## What you are asked to do
Starting at the line containing "segment: cloud" and ending after the line containing "124 148 L 164", reproduce only those lines with "foreground" replaced by "front". Leave everything else unchanged.

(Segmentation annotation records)
--------
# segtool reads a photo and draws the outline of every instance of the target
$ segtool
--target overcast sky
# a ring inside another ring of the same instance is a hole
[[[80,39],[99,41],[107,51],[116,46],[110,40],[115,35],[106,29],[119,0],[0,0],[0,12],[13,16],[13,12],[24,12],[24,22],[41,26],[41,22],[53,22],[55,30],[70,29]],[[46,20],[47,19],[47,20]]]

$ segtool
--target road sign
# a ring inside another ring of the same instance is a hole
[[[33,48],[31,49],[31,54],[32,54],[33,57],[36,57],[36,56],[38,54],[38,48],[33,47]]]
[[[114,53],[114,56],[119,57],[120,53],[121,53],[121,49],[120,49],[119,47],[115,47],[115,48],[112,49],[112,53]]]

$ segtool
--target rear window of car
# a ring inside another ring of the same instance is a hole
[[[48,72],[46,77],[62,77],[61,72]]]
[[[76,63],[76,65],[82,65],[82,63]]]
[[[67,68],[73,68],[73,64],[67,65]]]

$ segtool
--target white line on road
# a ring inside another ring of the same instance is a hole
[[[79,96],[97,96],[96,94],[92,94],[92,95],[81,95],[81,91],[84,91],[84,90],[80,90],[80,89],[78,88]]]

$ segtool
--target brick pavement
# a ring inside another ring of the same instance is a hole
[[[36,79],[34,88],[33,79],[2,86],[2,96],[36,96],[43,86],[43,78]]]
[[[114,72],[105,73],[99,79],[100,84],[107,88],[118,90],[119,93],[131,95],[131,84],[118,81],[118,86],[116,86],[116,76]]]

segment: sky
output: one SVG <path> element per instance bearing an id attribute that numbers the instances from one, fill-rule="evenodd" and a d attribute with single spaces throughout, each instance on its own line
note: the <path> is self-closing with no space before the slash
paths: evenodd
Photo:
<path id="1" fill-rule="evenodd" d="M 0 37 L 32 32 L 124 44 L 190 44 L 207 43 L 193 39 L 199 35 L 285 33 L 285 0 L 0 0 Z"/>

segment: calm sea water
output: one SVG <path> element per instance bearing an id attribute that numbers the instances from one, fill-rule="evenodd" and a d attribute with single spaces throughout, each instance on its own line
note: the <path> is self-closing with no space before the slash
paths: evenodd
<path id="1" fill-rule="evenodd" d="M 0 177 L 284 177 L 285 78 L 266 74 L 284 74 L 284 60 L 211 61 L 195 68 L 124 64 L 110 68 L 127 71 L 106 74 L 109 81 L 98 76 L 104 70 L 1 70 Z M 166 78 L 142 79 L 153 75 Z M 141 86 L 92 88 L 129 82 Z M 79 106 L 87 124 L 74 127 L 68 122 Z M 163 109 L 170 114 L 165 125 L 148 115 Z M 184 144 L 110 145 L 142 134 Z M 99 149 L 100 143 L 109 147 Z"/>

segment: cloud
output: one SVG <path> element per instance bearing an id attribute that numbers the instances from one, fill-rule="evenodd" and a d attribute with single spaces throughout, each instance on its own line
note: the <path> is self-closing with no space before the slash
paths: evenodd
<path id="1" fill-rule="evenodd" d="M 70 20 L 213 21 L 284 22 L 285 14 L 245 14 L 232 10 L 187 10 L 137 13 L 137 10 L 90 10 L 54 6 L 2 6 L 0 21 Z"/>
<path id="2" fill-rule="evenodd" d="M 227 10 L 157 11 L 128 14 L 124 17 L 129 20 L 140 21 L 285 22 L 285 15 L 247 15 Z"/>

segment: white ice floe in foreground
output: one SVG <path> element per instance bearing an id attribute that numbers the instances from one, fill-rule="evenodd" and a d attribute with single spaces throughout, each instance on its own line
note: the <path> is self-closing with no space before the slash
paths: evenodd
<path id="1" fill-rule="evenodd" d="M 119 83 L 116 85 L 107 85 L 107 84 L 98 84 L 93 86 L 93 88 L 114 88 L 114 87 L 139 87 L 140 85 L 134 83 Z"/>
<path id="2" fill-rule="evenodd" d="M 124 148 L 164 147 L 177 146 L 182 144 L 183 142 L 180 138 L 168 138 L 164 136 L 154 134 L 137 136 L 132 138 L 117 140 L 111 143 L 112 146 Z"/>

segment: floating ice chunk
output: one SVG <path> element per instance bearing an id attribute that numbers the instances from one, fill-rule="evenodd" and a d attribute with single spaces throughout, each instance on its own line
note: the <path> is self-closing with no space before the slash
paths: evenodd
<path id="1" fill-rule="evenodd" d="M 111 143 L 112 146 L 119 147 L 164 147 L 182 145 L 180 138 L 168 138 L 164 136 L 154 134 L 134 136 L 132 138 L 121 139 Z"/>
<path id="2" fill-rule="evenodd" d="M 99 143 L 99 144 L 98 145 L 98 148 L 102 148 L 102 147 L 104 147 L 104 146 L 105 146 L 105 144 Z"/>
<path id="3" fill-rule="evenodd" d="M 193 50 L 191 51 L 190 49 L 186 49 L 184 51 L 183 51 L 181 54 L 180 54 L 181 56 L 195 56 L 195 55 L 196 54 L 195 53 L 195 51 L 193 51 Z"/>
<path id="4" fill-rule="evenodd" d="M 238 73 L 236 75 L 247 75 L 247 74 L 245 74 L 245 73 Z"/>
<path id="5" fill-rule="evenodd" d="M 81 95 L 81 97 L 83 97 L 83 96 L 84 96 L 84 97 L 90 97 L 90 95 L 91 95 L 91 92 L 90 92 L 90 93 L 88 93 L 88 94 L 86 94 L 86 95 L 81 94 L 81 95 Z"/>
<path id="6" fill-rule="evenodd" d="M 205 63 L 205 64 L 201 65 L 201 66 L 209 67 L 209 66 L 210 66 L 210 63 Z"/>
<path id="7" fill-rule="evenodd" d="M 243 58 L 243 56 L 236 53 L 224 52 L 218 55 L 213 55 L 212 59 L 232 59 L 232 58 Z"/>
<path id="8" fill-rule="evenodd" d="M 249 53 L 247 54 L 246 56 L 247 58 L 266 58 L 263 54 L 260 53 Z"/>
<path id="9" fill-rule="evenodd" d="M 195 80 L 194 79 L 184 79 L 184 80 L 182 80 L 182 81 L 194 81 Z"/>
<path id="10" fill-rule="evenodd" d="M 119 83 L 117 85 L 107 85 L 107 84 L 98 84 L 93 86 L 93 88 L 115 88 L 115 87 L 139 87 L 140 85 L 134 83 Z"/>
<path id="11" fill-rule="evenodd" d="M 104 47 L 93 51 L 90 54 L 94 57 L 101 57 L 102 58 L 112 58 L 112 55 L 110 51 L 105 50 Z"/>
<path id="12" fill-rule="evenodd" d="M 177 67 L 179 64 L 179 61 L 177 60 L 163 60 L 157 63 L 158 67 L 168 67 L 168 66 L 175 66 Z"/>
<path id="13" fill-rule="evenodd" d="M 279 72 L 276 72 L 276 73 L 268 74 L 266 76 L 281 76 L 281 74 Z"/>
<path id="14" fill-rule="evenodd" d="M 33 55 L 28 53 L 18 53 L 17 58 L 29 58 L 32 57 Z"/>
--------
## Task result
segment: cloud
output: one SVG <path> element per instance bearing an id attribute that numbers the instances from one, fill-rule="evenodd" and a d attribute with single spaces throughout, each instance on its own line
note: the <path> is self-closing with no space before the slash
paths: evenodd
<path id="1" fill-rule="evenodd" d="M 70 20 L 213 21 L 284 22 L 285 14 L 245 14 L 232 10 L 187 10 L 137 13 L 137 10 L 90 10 L 54 6 L 2 6 L 0 21 Z"/>
<path id="2" fill-rule="evenodd" d="M 227 10 L 157 11 L 128 14 L 124 17 L 129 20 L 140 21 L 285 22 L 285 15 L 247 15 Z"/>

segment: white ice floe in front
output: one SVG <path> element per instance bearing an id attribute that numbers the instances from one, fill-rule="evenodd" and a d attribute with single spaces throughout, each instance on its own line
note: the <path> is self-closing with no space before the slash
paths: evenodd
<path id="1" fill-rule="evenodd" d="M 119 83 L 116 85 L 107 85 L 107 84 L 98 84 L 93 86 L 93 88 L 114 88 L 114 87 L 139 87 L 140 85 L 134 83 Z"/>
<path id="2" fill-rule="evenodd" d="M 124 148 L 164 147 L 177 146 L 182 144 L 183 142 L 180 138 L 168 138 L 164 136 L 154 134 L 137 136 L 132 138 L 117 140 L 111 143 L 112 146 Z"/>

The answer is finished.